*Texto seleccionado*
Empesemos; por los metodos que vi en internet, estos modding usan *impresoras que soporten tintas DuraBrite*, no se porque pero al ser calentada estas tintas obtienen una dureza extrema para soportar el acido en el proceso de ataque.

Las tintas comunes son a base de agua y alcohol si no me equiboco, lo que pasa cuando se intenta imprimir sobre pcb, al no ser una superficie absorvente la tinta queda como pequñas gotas de agua sobre el pcb y no se seca.

Con respecto a la toma de papel, la mayoria de las impresoras epson, tienen la toma de papel por la parte de atras de forma vertical, esto es facilmente modificable sacandole la bandeja de toma de papel, comunmente son 3 tornillos y ya sale.

La idea de Fernando sobre pegar varias hojas es exelente, es mas se podria reemplazar por carton grueso para siplificar el diseño.

Volviendo a las tintas y cabezales, se prodria probar rellenar un cartucho con tinta indeleble y ver si no se reseca con el uso, me refiero a cuando el cabezal calienta para enviar el chorro de tinta, estimo que no habria problemas, igualmente si se llegara a tapar un cabezal, dispondriamos de otros 2-5 cabzales mas dependiendo el modelo de impresora.

Igualmente si no se usara en mucho tiempo, una vez que usamos la impresora, se sacan los cartuchos, se desmonta el cabezal y con una jeringa y una manguerita se injeta por el cabezal, agua destialda y alcohol isopropilico en 70/30 para limpiarlo y sacar la tinta del cabezal para que no se reseque.

Espero que les sirva la info, cualquier cosa posteen- Saludos


----------



## DANDY (Dic 6, 2009)

*Tareas*
a - Indica si cada afirmación coincide con el texto sobre impresión de PCB y cita las palabras que lo deciden: (i) la bandeja de toma de papel de la mayoría de las Epson suele quitarse sacando tres tornillos; (ii) las tintas comunes se secan enseguida sobre el PCB; (iii) el cabezal se limpia con agua destilada y alcohol isopropílico a partes iguales.
b - Continúa el texto sobre impresión de PCB desde el punto en que termina.

(Anotaciones con recuadros para fotos)
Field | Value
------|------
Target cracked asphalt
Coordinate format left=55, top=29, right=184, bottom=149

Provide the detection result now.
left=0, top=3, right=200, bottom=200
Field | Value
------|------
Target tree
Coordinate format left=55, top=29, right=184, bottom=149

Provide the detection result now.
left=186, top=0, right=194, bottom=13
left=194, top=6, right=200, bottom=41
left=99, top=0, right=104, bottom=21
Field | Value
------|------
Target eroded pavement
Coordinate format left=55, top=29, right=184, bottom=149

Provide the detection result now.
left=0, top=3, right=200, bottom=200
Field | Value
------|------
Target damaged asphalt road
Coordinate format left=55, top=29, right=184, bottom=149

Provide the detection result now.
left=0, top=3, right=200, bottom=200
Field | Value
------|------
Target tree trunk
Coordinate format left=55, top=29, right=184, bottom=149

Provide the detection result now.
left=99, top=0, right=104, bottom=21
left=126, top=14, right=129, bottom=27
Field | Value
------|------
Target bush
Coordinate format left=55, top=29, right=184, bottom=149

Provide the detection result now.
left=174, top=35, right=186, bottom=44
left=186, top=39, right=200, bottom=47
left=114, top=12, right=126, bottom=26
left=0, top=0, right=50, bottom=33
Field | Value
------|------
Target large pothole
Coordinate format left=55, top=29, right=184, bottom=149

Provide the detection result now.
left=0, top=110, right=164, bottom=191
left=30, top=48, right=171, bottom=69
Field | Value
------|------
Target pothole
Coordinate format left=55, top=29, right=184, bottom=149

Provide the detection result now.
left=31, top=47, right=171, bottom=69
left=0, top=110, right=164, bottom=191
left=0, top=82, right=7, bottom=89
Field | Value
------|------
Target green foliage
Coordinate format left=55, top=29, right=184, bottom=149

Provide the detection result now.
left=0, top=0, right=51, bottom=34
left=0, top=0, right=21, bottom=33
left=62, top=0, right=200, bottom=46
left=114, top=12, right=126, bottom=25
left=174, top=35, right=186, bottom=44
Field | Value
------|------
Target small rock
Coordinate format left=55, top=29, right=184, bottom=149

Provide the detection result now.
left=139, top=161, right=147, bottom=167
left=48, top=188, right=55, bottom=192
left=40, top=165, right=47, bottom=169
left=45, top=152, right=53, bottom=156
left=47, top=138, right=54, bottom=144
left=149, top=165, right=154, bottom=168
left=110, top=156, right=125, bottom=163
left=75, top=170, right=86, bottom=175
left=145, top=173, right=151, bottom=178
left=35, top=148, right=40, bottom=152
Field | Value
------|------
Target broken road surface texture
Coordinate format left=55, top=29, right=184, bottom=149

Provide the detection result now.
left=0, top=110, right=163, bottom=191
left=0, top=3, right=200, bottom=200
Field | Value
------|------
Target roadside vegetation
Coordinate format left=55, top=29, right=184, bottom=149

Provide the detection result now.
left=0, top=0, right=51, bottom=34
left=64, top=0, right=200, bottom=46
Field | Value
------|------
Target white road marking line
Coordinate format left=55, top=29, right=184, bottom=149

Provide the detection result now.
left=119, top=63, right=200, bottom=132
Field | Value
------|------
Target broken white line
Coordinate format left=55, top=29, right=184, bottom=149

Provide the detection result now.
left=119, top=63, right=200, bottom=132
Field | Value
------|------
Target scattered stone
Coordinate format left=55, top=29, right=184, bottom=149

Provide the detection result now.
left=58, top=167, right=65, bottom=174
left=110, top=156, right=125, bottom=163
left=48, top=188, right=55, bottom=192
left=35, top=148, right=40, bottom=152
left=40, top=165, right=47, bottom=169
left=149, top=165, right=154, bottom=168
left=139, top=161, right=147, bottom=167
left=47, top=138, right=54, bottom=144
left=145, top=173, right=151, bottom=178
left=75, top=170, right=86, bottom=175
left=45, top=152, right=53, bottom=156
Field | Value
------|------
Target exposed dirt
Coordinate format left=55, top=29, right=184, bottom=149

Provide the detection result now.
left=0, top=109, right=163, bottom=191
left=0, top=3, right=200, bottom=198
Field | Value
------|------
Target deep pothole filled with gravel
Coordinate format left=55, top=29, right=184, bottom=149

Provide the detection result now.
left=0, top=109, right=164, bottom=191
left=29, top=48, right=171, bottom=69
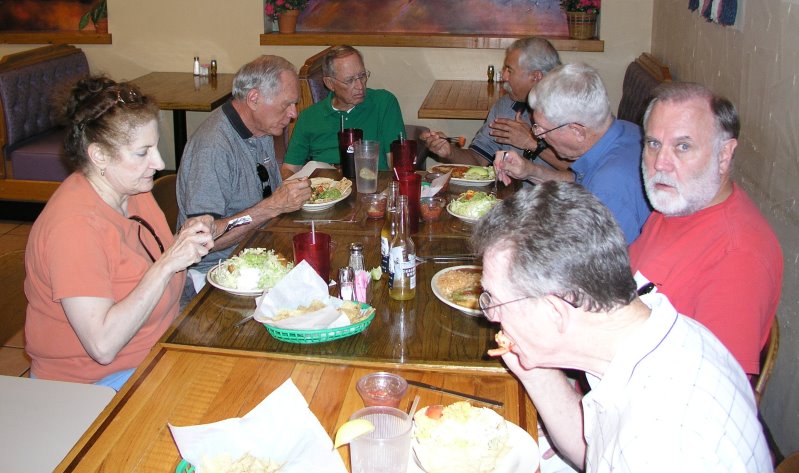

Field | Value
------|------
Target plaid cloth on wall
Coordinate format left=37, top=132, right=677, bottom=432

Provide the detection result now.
left=688, top=0, right=738, bottom=25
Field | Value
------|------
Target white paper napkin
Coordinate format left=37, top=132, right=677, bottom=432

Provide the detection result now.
left=285, top=161, right=336, bottom=181
left=253, top=260, right=350, bottom=330
left=168, top=378, right=347, bottom=473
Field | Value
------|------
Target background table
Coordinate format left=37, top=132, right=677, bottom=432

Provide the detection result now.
left=131, top=72, right=234, bottom=169
left=0, top=376, right=116, bottom=473
left=418, top=80, right=505, bottom=120
left=55, top=345, right=537, bottom=472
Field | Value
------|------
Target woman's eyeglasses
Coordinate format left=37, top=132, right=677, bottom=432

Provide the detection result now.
left=255, top=163, right=272, bottom=199
left=128, top=215, right=164, bottom=263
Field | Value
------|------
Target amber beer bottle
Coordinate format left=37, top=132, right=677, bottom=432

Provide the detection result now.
left=380, top=181, right=399, bottom=276
left=388, top=195, right=416, bottom=301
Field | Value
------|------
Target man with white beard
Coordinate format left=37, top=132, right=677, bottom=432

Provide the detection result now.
left=630, top=83, right=783, bottom=376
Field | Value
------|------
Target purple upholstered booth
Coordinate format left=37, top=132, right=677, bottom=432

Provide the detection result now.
left=0, top=45, right=89, bottom=186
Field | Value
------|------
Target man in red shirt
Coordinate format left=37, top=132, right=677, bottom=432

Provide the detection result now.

*Respuestas*
a -
(i) Sí: "comunmente son 3 tornillos y ya sale".
(ii) No: "la tinta queda como pequñas gotas de agua sobre el pcb y no se seca".
(iii) No: "agua destialda y alcohol isopropilico en 70/30".

b -
yo pienso comparme una epson c87 tengo entendido que es la indicada por que usa tinta durabrite y es resistente al agua, aunque eh buscado en mi pais y solo eh encontrado la c85 ( es tan antigua que solo encontre de segunda y lo bueno es que usa tinta durabrite , y la T24  (tambien usa durabrite y es moderna ), aun no me decido cual comprar aqui les dejo el video de alguien que lo logro con el c87 incluso tiene su pagina de como hacerlo:

http://www.youtube.com/watch?v=FkHpjzOhzxA


----------



## Raedon (Dic 9, 2009)

Mira, si te la compras nueva no te combiene, porque vas ha dañar una impresora nueva. Yo compraria uan impresora comun y corriente y llenaria los cartuchos con tinta indeleble, no creo que se tapen los injectores.


----------



## albertog84 (Dic 24, 2009)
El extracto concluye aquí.